===== Texto de leitura
Poderíamos dizer que o óbvio é
óbvio e dispensa quaisquer outras considerações.
Mesmo o Darcy Ribeiro dispensaria
maiores apresentações.
Entretanto, se ainda não o conhece, Darcy
Ribeiro, o antropólogo, foi uma das “cabeças” mais
lúcidas que contribuíram para pensar esse país, embora, como ele
mesmo salienta que a pedra de toque da dominação por aqui é via
educação, ele permanece um ilustre desconhecido para a maioria da
turma hoje.
Leia o texto e dará razão aos que pensam e decidem que seja
assim: deixar no ostracismo pessoas como ele.
'É um texto indispensável para se entender um pouco sobre a
“alma imposta” ao brasileiro, feita por uma elite dominante que
se reproduz ao longo da história e que hoje esperneia na tentativa
de manter o “status quo”, que é um pressuposto básico para
manter e/ou continuar o processo de alienação e sujeição da
população, com o inestimável apoio da mídia de sempre.'
Vai constatar que é como se ele tivesse escrito esse texto ontem,
e não que ele esteja prestes a completar 40 anos, o que denota o
grande poder de dominação desses setores que estão aí, tentando
abortar as tentativas de resgatar esse país, e esse povo, das garras
seculares de uma elite astuta e poderosa, e pior, mancomunada com
interesses estrangeiros, que nunca foram tão incisivos e atuantes
como agora.
Esta foi uma palestra
sua no
Simpósio sobre Ensino Público, na 29º Reunião da SBPC, realizada
em São Paulo, em julho de 1977.
==========
_Tarefas do exercício:_
1) Extraia na íntegra o texto sobre Darcy Ribeiro, sem alterar nada.
2) Organize em uma tabela Markdown com as colunas Posição e Conteúdo as linhas da listagem que vão da que contém "the lantern glass" até a que contém "[(621, 130), (237, 485), (222, 655)]", inclusive. Numere cada linha em Posição, coloque a linha em Conteúdo e omita as linhas em branco.
===== Listagem da tarefa
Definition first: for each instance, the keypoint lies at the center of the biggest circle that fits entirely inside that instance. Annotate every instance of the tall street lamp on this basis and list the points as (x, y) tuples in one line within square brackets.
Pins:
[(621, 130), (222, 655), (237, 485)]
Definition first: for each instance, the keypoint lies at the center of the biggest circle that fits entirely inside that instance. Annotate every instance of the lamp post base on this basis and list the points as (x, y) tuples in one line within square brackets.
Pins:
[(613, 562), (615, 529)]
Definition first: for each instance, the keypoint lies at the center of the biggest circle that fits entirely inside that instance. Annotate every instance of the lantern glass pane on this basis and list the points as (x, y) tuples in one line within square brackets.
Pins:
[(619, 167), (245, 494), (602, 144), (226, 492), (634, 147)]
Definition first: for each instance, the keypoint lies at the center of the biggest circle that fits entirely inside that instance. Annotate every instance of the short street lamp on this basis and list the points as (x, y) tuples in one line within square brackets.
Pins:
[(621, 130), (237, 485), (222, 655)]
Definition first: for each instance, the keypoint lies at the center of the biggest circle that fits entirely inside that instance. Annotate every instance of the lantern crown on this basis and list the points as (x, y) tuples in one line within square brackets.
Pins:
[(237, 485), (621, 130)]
==========
===== Listagem da tarefa
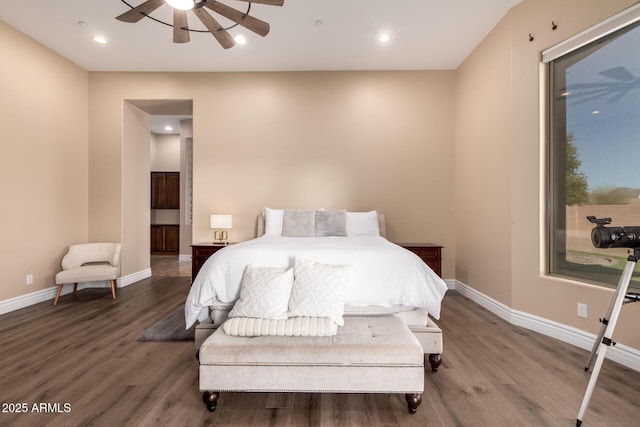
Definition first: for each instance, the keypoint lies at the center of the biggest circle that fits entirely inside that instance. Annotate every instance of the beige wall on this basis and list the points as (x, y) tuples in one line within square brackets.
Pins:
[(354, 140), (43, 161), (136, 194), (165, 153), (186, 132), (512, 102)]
==========
===== Listagem da tarefa
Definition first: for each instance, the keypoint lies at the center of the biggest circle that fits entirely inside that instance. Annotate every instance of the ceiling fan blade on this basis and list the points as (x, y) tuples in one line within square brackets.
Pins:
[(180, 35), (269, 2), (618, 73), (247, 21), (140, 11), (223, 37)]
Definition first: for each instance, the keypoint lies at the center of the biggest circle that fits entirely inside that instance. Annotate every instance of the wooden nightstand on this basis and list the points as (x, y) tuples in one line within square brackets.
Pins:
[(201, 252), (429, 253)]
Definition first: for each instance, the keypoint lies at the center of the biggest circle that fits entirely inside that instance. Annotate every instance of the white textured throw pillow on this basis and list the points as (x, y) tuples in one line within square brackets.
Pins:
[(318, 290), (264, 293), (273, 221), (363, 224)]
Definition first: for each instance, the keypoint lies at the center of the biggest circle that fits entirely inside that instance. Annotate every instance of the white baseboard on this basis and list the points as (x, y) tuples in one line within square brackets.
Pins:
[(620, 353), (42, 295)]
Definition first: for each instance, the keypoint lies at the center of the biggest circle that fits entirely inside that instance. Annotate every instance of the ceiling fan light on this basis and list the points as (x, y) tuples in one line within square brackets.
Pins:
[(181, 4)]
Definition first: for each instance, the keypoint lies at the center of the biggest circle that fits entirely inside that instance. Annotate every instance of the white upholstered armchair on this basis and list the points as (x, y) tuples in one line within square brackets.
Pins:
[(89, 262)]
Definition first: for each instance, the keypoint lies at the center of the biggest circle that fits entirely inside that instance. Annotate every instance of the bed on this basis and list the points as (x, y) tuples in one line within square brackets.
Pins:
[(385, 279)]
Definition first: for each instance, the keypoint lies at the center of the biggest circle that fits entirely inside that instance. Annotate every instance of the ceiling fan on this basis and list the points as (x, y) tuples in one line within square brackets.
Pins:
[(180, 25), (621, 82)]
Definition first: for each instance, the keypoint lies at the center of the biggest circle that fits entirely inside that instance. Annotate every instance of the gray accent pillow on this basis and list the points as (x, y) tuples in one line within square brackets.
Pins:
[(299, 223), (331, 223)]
==========
_Respostas por tarefa:_
1)
Poderíamos dizer que o óbvio é
óbvio e dispensa quaisquer outras considerações.
Mesmo o Darcy Ribeiro dispensaria
maiores apresentações.
Entretanto, se ainda não o conhece, Darcy
Ribeiro, o antropólogo, foi uma das “cabeças” mais
lúcidas que contribuíram para pensar esse país, embora, como ele
mesmo salienta que a pedra de toque da dominação por aqui é via
educação, ele permanece um ilustre desconhecido para a maioria da
turma hoje.
Leia o texto e dará razão aos que pensam e decidem que seja
assim: deixar no ostracismo pessoas como ele.
'É um texto indispensável para se entender um pouco sobre a
“alma imposta” ao brasileiro, feita por uma elite dominante que
se reproduz ao longo da história e que hoje esperneia na tentativa
de manter o “status quo”, que é um pressuposto básico para
manter e/ou continuar o processo de alienação e sujeição da
população, com o inestimável apoio da mídia de sempre.'
Vai constatar que é como se ele tivesse escrito esse texto ontem,
e não que ele esteja prestes a completar 40 anos, o que denota o
grande poder de dominação desses setores que estão aí, tentando
abortar as tentativas de resgatar esse país, e esse povo, das garras
seculares de uma elite astuta e poderosa, e pior, mancomunada com
interesses estrangeiros, que nunca foram tão incisivos e atuantes
como agora.
Esta foi uma palestra
sua no
Simpósio sobre Ensino Público, na 29º Reunião da SBPC, realizada
em São Paulo, em julho de 1977.

2)
| Posição | Conteúdo |
|---|---|
| 1 | Definition first: for each instance, the keypoint lies at the center of the biggest circle that fits entirely inside that instance. Annotate every instance of the lantern glass pane on this basis and list the points as (x, y) tuples in one line within square brackets. |
| 2 | Pins: |
| 3 | [(619, 167), (245, 494), (602, 144), (226, 492), (634, 147)] |
| 4 | Definition first: for each instance, the keypoint lies at the center of the biggest circle that fits entirely inside that instance. Annotate every instance of the short street lamp on this basis and list the points as (x, y) tuples in one line within square brackets. |
| 5 | Pins: |
| 6 | [(621, 130), (237, 485), (222, 655)] |